Data provided
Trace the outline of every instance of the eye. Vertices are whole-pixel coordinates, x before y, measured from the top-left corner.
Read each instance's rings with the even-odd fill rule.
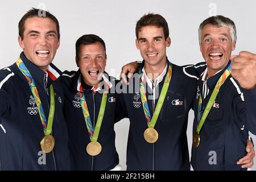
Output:
[[[56,36],[55,34],[49,34],[48,35],[48,36],[49,36],[49,37],[51,37],[51,38],[55,38]]]
[[[225,39],[225,38],[222,38],[222,39],[221,39],[221,42],[225,42],[225,41],[227,41],[228,40],[226,39]]]
[[[36,38],[37,36],[38,36],[38,34],[30,34],[30,35],[31,37],[32,37],[32,38]]]
[[[84,59],[85,60],[88,60],[90,59],[90,57],[89,56],[85,56],[84,57],[83,59]]]

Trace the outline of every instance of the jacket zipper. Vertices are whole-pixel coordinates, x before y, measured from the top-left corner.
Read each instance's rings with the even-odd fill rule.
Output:
[[[152,97],[153,97],[153,99],[152,100],[152,108],[153,109],[153,114],[154,114],[154,112],[155,111],[155,85],[154,84],[154,82],[152,83],[152,89],[153,89],[153,94],[152,94]],[[153,158],[152,158],[152,171],[155,171],[155,143],[153,143]]]
[[[49,102],[48,102],[48,97],[47,97],[47,89],[48,88],[47,88],[47,82],[45,82],[44,81],[46,80],[46,79],[47,79],[47,78],[46,78],[46,74],[44,75],[44,90],[46,92],[46,100],[47,101],[47,106],[48,106],[48,109],[49,109],[49,111],[50,110],[50,108],[49,107]],[[52,135],[53,135],[53,130],[52,129]],[[52,151],[52,157],[53,158],[53,162],[54,162],[54,167],[55,167],[55,171],[57,171],[57,167],[56,166],[56,162],[55,162],[55,158],[54,156],[54,152],[53,150]]]
[[[95,101],[94,101],[94,93],[92,92],[93,99],[93,129],[95,129]],[[92,171],[93,171],[93,156],[92,156]]]

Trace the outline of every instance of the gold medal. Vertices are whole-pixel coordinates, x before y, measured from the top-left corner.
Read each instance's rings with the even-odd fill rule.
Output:
[[[144,138],[147,142],[154,143],[158,139],[158,133],[154,129],[149,127],[144,131]]]
[[[92,156],[97,155],[101,151],[101,145],[98,142],[90,142],[86,146],[86,151]]]
[[[54,138],[51,135],[44,136],[40,142],[42,150],[46,153],[49,153],[53,149],[55,143]]]
[[[199,146],[200,143],[200,136],[197,133],[197,132],[196,131],[194,133],[194,135],[193,135],[193,146],[196,148]]]

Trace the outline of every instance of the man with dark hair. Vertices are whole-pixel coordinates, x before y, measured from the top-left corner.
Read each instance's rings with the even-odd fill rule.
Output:
[[[186,131],[197,80],[168,60],[168,33],[159,14],[145,15],[136,25],[136,46],[143,61],[139,76],[129,79],[127,90],[133,86],[134,92],[123,93],[130,122],[127,170],[190,169]],[[190,68],[187,71],[196,75]]]
[[[156,15],[156,16],[159,17],[159,15]],[[163,19],[163,18],[162,18]],[[200,90],[200,89],[198,88],[197,89],[197,79],[199,79],[197,72],[202,72],[200,70],[204,69],[204,68],[205,69],[206,65],[205,63],[202,63],[197,64],[196,67],[191,65],[184,66],[181,68],[168,62],[166,57],[166,47],[170,46],[170,38],[164,36],[163,27],[164,26],[160,26],[155,23],[151,25],[150,23],[148,23],[151,22],[152,19],[154,19],[154,18],[152,18],[151,14],[144,15],[137,22],[137,27],[140,27],[140,29],[136,28],[137,32],[137,31],[138,32],[138,36],[137,37],[137,40],[136,40],[137,46],[139,49],[142,56],[144,59],[142,65],[139,67],[138,71],[137,72],[139,73],[142,73],[142,76],[141,76],[141,75],[139,93],[138,93],[137,94],[138,97],[136,97],[136,101],[137,103],[138,101],[140,101],[139,102],[142,105],[141,107],[143,107],[143,109],[133,108],[132,101],[133,101],[134,103],[134,98],[130,94],[124,94],[125,100],[131,122],[127,146],[127,169],[131,170],[149,170],[151,168],[152,169],[158,170],[189,169],[188,151],[186,135],[188,114],[189,110],[192,107],[194,109],[195,111],[197,111],[198,105],[197,104],[198,104],[198,101],[193,101],[195,96],[200,95],[200,93],[198,93],[198,90]],[[155,22],[155,20],[152,22]],[[159,22],[163,22],[162,19],[159,20]],[[145,22],[147,22],[147,23]],[[145,26],[141,26],[141,24],[145,25]],[[223,23],[221,24],[222,26]],[[228,27],[228,25],[226,24],[224,27]],[[217,31],[216,31],[216,32]],[[236,38],[235,31],[232,31],[230,29],[229,32],[225,32],[224,33],[222,36],[226,36],[220,38],[224,42],[225,42],[228,36],[229,36],[229,38],[230,37],[229,35],[232,35],[232,36],[234,39],[234,38]],[[205,35],[207,35],[208,34],[206,33]],[[201,38],[200,34],[200,38]],[[216,40],[214,40],[216,41]],[[233,48],[234,48],[234,47]],[[209,64],[210,65],[212,63],[214,67],[220,66],[220,67],[223,67],[224,65],[225,67],[228,64],[228,59],[231,53],[229,47],[228,47],[226,49],[226,52],[225,51],[221,52],[221,53],[219,52],[209,52],[213,54],[209,56],[212,56],[213,57],[213,59],[217,60],[220,57],[223,56],[223,58],[221,59],[225,60],[225,61],[221,62],[220,63],[221,64],[220,64],[219,65],[218,65],[219,63],[216,64],[214,62],[209,63]],[[204,51],[203,52],[205,53]],[[205,56],[208,56],[208,54],[205,55]],[[227,59],[228,62],[226,61]],[[134,66],[133,67],[133,65]],[[165,65],[166,67],[164,67]],[[171,71],[167,72],[166,65],[168,65],[169,68],[171,68],[169,69]],[[137,65],[138,64],[135,63],[126,65],[123,67],[122,72],[123,73],[126,73],[127,72],[133,73],[135,69],[134,67],[137,67]],[[164,68],[163,68],[164,67]],[[196,70],[195,68],[201,68]],[[213,70],[216,69],[218,69],[220,68],[219,67],[214,67]],[[220,71],[220,72],[221,72],[221,71]],[[156,73],[156,75],[155,75]],[[171,75],[171,78],[168,80],[166,78],[168,78],[168,76],[170,77],[170,75]],[[134,76],[129,80],[129,85],[131,85],[131,80],[133,80],[132,79],[134,79]],[[164,83],[163,81],[164,77],[166,77],[166,80]],[[123,80],[124,78],[125,77],[123,77]],[[168,84],[169,82],[170,84]],[[168,84],[168,85],[164,88],[164,85],[166,84]],[[157,92],[158,86],[161,94],[159,98],[156,99],[154,94]],[[139,87],[138,85],[135,86],[135,88],[138,87]],[[149,100],[150,96],[151,96],[150,94],[148,93],[150,92],[148,90],[145,92],[144,90],[144,88],[148,88],[148,87],[149,91],[153,90],[151,92],[152,93],[151,96],[153,96],[152,104],[147,104],[147,100]],[[232,88],[231,89],[232,92],[234,91],[233,88]],[[156,90],[156,91],[155,91]],[[163,90],[166,90],[166,96],[164,94],[162,96],[162,93],[164,93]],[[196,90],[197,90],[197,93],[196,93]],[[204,96],[207,96],[209,92],[206,91],[204,93]],[[225,96],[227,96],[226,95],[226,94]],[[227,97],[232,97],[234,95],[236,94],[231,94]],[[141,101],[140,97],[141,98]],[[245,150],[247,138],[248,138],[248,131],[246,127],[243,128],[241,125],[244,123],[245,125],[247,122],[245,119],[246,115],[244,111],[244,103],[241,103],[242,102],[241,101],[240,102],[238,97],[239,97],[237,96],[236,97],[237,102],[236,103],[239,105],[237,109],[239,109],[240,113],[243,114],[242,117],[243,117],[243,120],[242,119],[242,122],[239,123],[238,120],[241,118],[237,116],[237,114],[236,114],[236,116],[231,115],[230,112],[225,113],[224,111],[222,111],[222,114],[225,113],[225,118],[228,118],[228,121],[234,120],[232,122],[232,123],[230,124],[232,126],[230,127],[230,130],[231,131],[229,131],[228,133],[229,138],[226,140],[223,139],[223,138],[220,138],[217,133],[215,133],[215,135],[212,136],[212,130],[209,129],[208,129],[208,135],[207,135],[207,133],[205,133],[205,135],[203,136],[202,140],[203,141],[202,142],[203,142],[203,144],[202,148],[207,146],[207,143],[205,143],[205,140],[207,139],[209,140],[220,139],[221,142],[218,143],[221,147],[226,146],[227,147],[229,147],[228,149],[225,147],[226,150],[228,150],[225,155],[226,159],[229,161],[226,161],[226,163],[224,164],[223,160],[218,160],[218,165],[215,166],[216,169],[241,169],[241,166],[236,165],[236,162],[240,158],[245,155],[246,151],[248,152],[247,155],[243,157],[242,159],[242,162],[240,161],[238,164],[243,164],[242,167],[245,168],[251,167],[253,164],[254,151],[251,142],[248,140],[246,151]],[[196,99],[199,100],[199,97],[197,97]],[[160,102],[160,104],[158,103],[159,102]],[[155,106],[156,104],[156,106]],[[222,111],[223,107],[224,107],[224,105],[222,105],[222,104],[224,103],[222,102],[221,105],[218,103],[214,103],[214,104],[213,102],[212,103],[213,106],[218,109],[220,108],[219,111]],[[159,104],[159,106],[158,106]],[[232,104],[232,102],[230,102],[230,101],[226,101],[225,104],[231,110],[230,106],[229,105]],[[140,107],[137,107],[139,108]],[[143,110],[144,110],[144,118],[146,118],[146,119],[143,118],[142,115],[143,114],[142,114],[142,113],[143,113]],[[155,110],[155,112],[154,110]],[[156,113],[155,114],[155,113]],[[250,113],[247,114],[247,117],[251,115],[252,113]],[[152,114],[153,116],[151,117]],[[214,113],[212,115],[213,117],[221,115],[220,113],[218,114],[220,114]],[[197,114],[196,114],[196,115],[197,116]],[[234,119],[234,117],[237,117],[238,118]],[[196,118],[196,119],[197,118]],[[148,127],[147,129],[146,129],[146,126],[144,123],[145,120],[147,121]],[[195,121],[197,121],[196,120]],[[151,124],[151,123],[152,123]],[[239,125],[238,123],[239,123]],[[218,123],[222,124],[221,122]],[[212,125],[217,124],[213,122],[212,122],[212,123],[209,123],[209,125]],[[240,126],[241,127],[240,127]],[[241,130],[241,128],[242,130]],[[217,127],[216,127],[215,129],[219,131],[221,130]],[[152,144],[147,143],[143,139],[142,136],[143,130],[145,130],[143,134],[145,140],[150,143],[153,143]],[[253,129],[252,131],[255,130]],[[199,139],[200,138],[196,137],[199,136],[199,135],[194,135],[194,145],[199,143]],[[232,138],[232,136],[237,139],[237,141],[236,140],[230,141],[230,137]],[[236,142],[239,142],[239,143],[235,144],[234,143]],[[213,142],[213,145],[214,143]],[[216,146],[214,146],[212,148],[213,148],[213,150],[218,149],[217,147],[216,148]],[[234,152],[235,154],[233,154],[232,152],[230,153],[230,151],[232,150],[233,150],[233,151],[234,150],[237,151],[237,148],[239,149],[237,154],[237,152]],[[218,152],[220,151],[222,152],[222,153],[221,152],[221,154],[223,153],[222,149],[223,149],[223,147],[220,149],[220,151],[218,151],[218,154],[219,154]],[[202,150],[204,151],[204,149],[202,149]],[[205,150],[205,151],[207,150]],[[202,153],[199,153],[197,158],[198,163],[197,160],[194,162],[194,160],[192,158],[192,162],[194,163],[194,164],[195,164],[195,166],[197,166],[198,164],[197,167],[195,168],[195,169],[202,169],[205,167],[205,166],[202,165],[201,158],[204,157],[204,160],[207,157],[208,158],[208,159],[210,158],[208,154],[207,154],[207,156],[205,156],[205,154],[203,154],[204,156],[203,156]],[[230,156],[226,156],[228,155]],[[218,159],[220,159],[220,157],[221,157],[221,155],[218,156]],[[224,159],[222,158],[222,159]],[[230,165],[230,159],[232,160],[233,166]],[[206,163],[206,160],[204,160],[203,162]],[[221,167],[223,167],[223,168]],[[212,167],[213,168],[212,169],[213,169],[214,167],[212,166]],[[210,168],[208,167],[208,168],[205,169],[210,169]]]
[[[121,169],[114,125],[124,112],[114,92],[117,81],[105,72],[106,59],[103,40],[84,35],[76,43],[79,69],[63,75],[63,113],[73,170]]]
[[[68,133],[62,111],[61,72],[52,61],[60,42],[57,19],[42,10],[19,23],[23,50],[0,71],[1,170],[68,170]]]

What you should do
How many lines above contain the word "outline"? Give only the number.

The solution
4